▸ Task goal:
The passage below, on frame point attention scores, reports how many frame points strongly influence the selected point in each panel. List each panel with that number.

▸ Page excerpt:

————————

This section visualizes the attention scores of frame points to improve the interpretability of FPAC. We selected a local area from a point cloud object and generated 9 frame points. Then, we chose several local points and visualized the attention scores (before softmax) between them and the frame points. This helps to identify which frame points contribute significantly to the convolutional weights of the selected local points. The results are shown in Fig. 10. In the figure, square markers represent frame points, blue dots denote the local area, and black pentagrams indicate the selected local points for visualization. The color of the frame points reflects their attention scores toward the pentagram points.

We observed that the number of frame points with significant influence varies. In (a), 4 frame points have a strong impact, while in (b), there are 3, in (c), 3, and in (d), 5. This suggests that methods33 using a fixed number of weight anchors and simple kernel functions to estimate convolutional weights may be insufficient. Frame points closer to the pentagram points generally have higher attention scores, such as frame point 2 in (a) and frame point 9 in (d). However, this is not always the case. For example, in (a), frame points 6 and 8, in (b), frame point 6, which are farther away, also show significant attention scores. This might be because the pentagram point in (a) is on the connecting rod of the chair backrest, while frame points 6 and 8 are near the lower end of the rod, influencing the upper points. In (c), frame point 2, which is the farthest from the pentagram, still exhibits a certain degree of influence. This can be attributed to its closer proximity to the rod. In (d), the pentagram point is located at the corner where the chair cushion and the rod intersect, requiring multiple frame points to jointly contribute to the weight computation. Our experiments demonstrate that FPAC effectively captures and leverages the spatial features and relationships of frame points when computing convolution weights. By dynamically adjusting the weight contributions of frame points, FPAC enhances the model’s effectiveness.

Fig. 10
figure 10

The visualization of attention scores for the frame points. Blue circle points represent points within the local areas, black pentagrams denote the attended local points, and square markers indicate the frame points.

Fig. 11
figure 11

Visualization of FPA convolutional filter weights. The first row shows the filter weights generated by FPA, while the second row displays those obtained through linear interpolation (LI). The color of each point represents the spatial convolutional weight generated by FPA, with the color scale indicating the magnitude of the weight: warmer colors (closer to red) correspond to larger weight values, signifying a stronger ability to extract shape features from those points. Larger points represent the frame points, specifically the 8 vertices and the center point of the hexahedron. The similarity in color between a point and the frame points reflects the degree of attention the convolutional weights assign to those frame points.

————————

▸ Data provided:
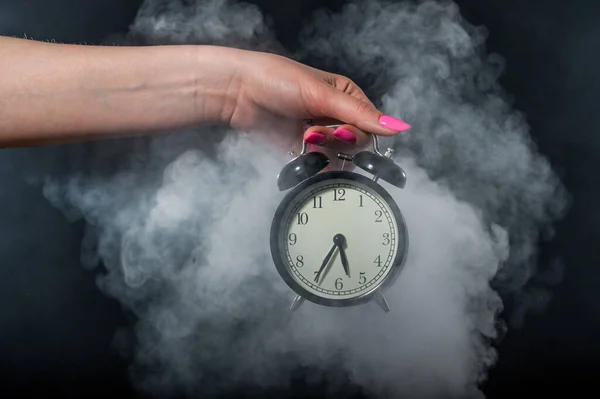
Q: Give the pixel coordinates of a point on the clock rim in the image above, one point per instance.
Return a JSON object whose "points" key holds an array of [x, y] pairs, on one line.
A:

————————

▸ Right answer:
(a): 4
(b): 3
(c): 3
(d): 5